* [Goal of the exercise]:
Collect every line in the records below that contains the string "texture". Case counts.

* [Data shown]:
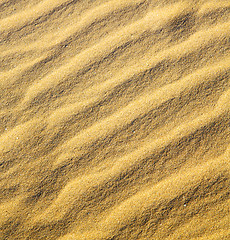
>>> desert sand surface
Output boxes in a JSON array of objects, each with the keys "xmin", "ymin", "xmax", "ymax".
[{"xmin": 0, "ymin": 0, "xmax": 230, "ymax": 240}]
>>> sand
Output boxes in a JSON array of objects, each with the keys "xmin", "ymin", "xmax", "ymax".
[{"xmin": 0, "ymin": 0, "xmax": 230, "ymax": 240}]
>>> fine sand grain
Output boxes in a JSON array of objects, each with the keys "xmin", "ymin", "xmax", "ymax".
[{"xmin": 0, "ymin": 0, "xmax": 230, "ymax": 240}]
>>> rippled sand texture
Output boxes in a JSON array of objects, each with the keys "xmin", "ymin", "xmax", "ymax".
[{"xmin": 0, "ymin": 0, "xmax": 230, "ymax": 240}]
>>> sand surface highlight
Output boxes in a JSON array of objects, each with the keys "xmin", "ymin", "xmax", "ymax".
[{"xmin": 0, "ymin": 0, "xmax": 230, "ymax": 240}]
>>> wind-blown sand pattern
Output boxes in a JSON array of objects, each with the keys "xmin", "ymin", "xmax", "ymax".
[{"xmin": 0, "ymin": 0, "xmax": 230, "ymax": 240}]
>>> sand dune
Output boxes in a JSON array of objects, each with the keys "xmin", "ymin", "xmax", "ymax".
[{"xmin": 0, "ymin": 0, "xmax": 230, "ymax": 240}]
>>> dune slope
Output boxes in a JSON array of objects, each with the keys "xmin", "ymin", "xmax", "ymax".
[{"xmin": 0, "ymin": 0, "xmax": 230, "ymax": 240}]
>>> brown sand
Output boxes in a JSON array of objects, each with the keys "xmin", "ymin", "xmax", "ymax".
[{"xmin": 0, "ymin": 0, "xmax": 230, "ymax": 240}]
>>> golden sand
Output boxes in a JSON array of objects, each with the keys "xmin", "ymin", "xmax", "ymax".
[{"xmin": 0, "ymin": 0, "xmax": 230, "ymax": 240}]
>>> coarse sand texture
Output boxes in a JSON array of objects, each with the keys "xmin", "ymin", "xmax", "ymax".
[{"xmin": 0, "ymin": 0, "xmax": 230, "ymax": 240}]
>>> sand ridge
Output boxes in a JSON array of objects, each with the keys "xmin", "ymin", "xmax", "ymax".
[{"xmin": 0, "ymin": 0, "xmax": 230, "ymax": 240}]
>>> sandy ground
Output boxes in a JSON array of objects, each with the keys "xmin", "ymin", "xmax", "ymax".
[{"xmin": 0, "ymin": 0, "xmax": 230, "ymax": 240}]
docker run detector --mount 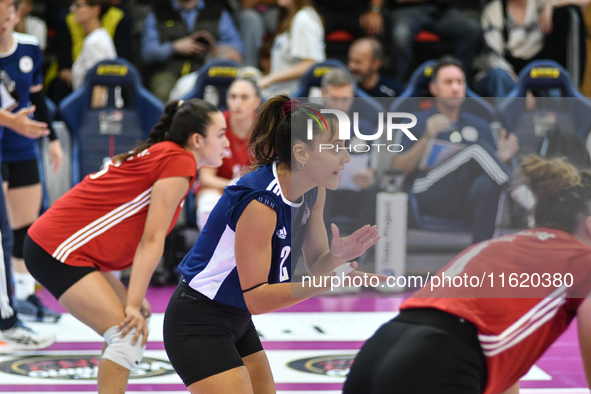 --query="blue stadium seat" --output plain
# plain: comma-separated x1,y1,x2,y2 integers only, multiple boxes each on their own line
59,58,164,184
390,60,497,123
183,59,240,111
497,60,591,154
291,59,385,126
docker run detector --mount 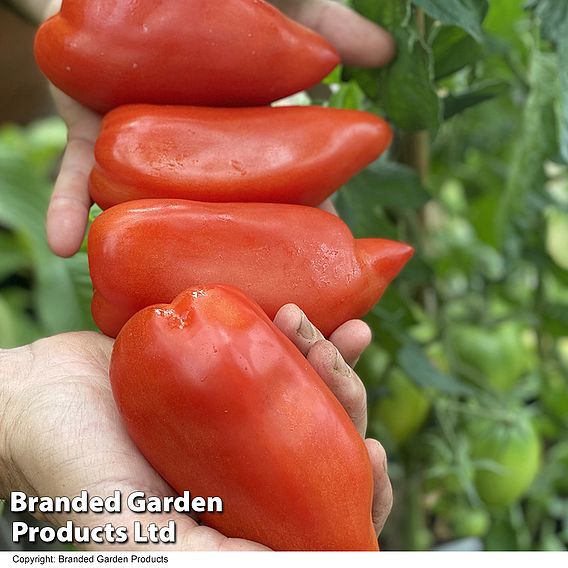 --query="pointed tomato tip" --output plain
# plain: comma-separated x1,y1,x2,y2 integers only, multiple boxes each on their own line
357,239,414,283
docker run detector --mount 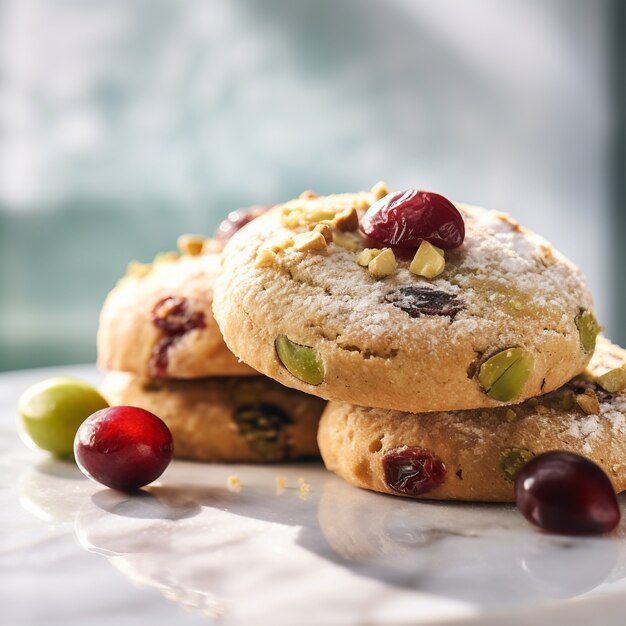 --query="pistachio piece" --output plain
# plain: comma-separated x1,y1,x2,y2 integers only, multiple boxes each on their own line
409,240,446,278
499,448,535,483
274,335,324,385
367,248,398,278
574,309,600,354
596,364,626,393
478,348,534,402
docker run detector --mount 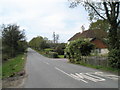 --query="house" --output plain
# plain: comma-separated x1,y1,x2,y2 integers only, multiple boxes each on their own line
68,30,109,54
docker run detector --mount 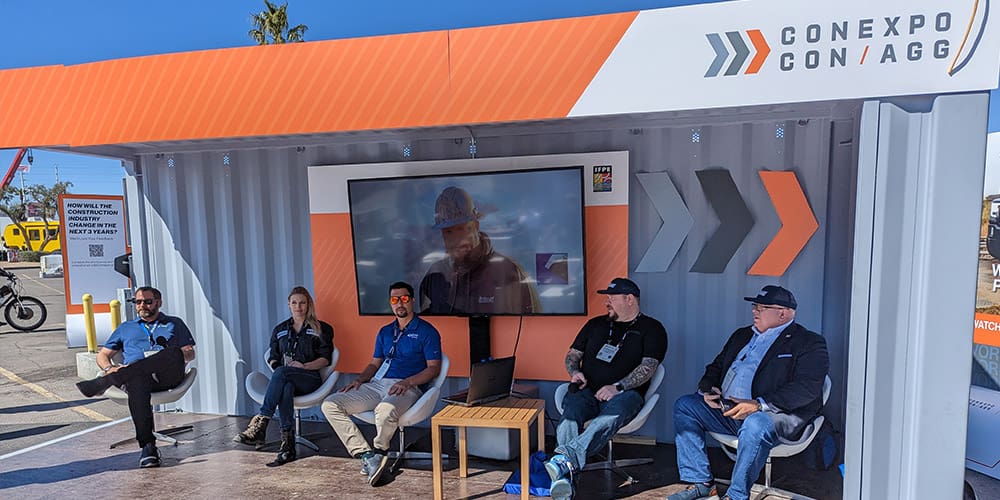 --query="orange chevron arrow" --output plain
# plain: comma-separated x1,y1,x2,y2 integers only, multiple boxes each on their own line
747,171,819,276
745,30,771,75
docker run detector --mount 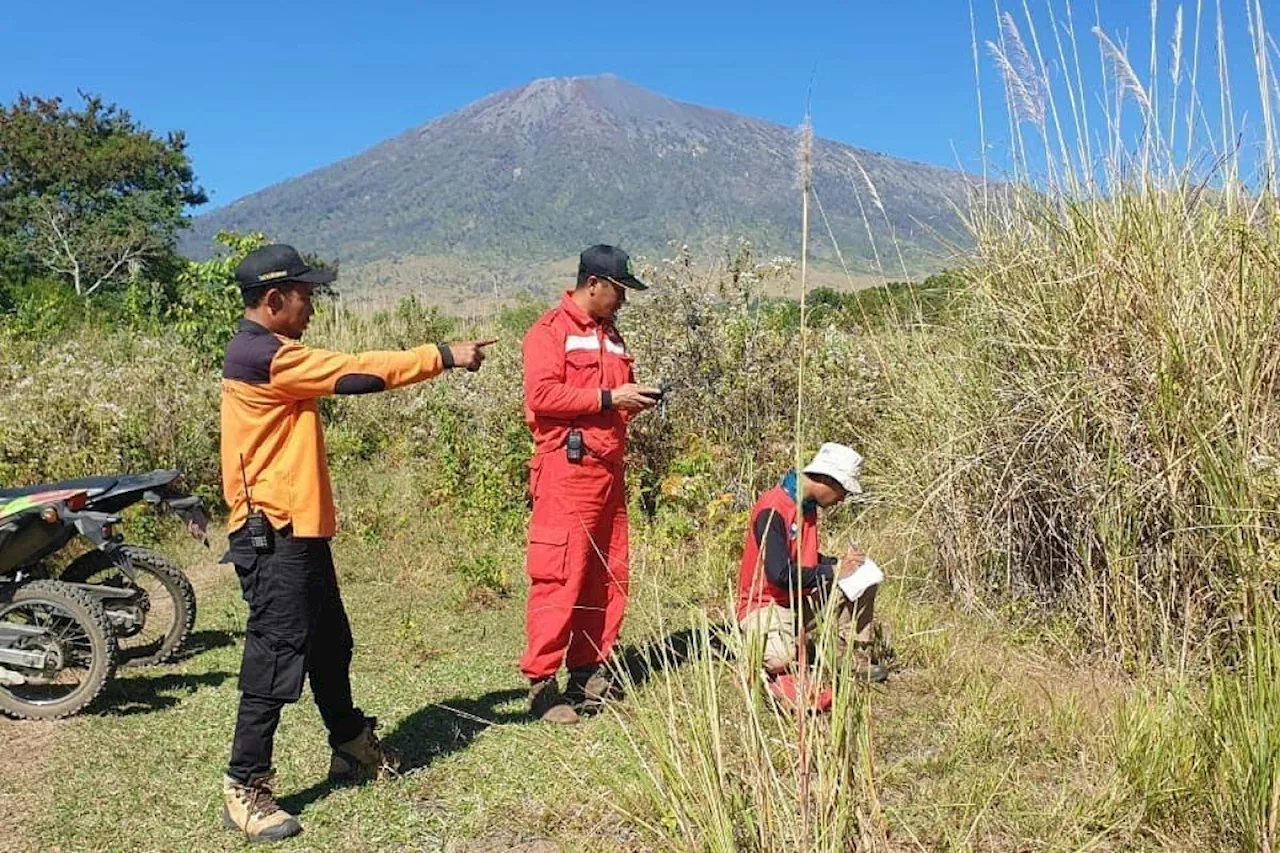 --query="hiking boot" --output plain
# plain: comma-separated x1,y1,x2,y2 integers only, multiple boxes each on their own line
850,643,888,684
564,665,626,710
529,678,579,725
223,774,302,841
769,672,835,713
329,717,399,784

* [Exercise result]:
>>> rippled sand texture
>>> coarse sand texture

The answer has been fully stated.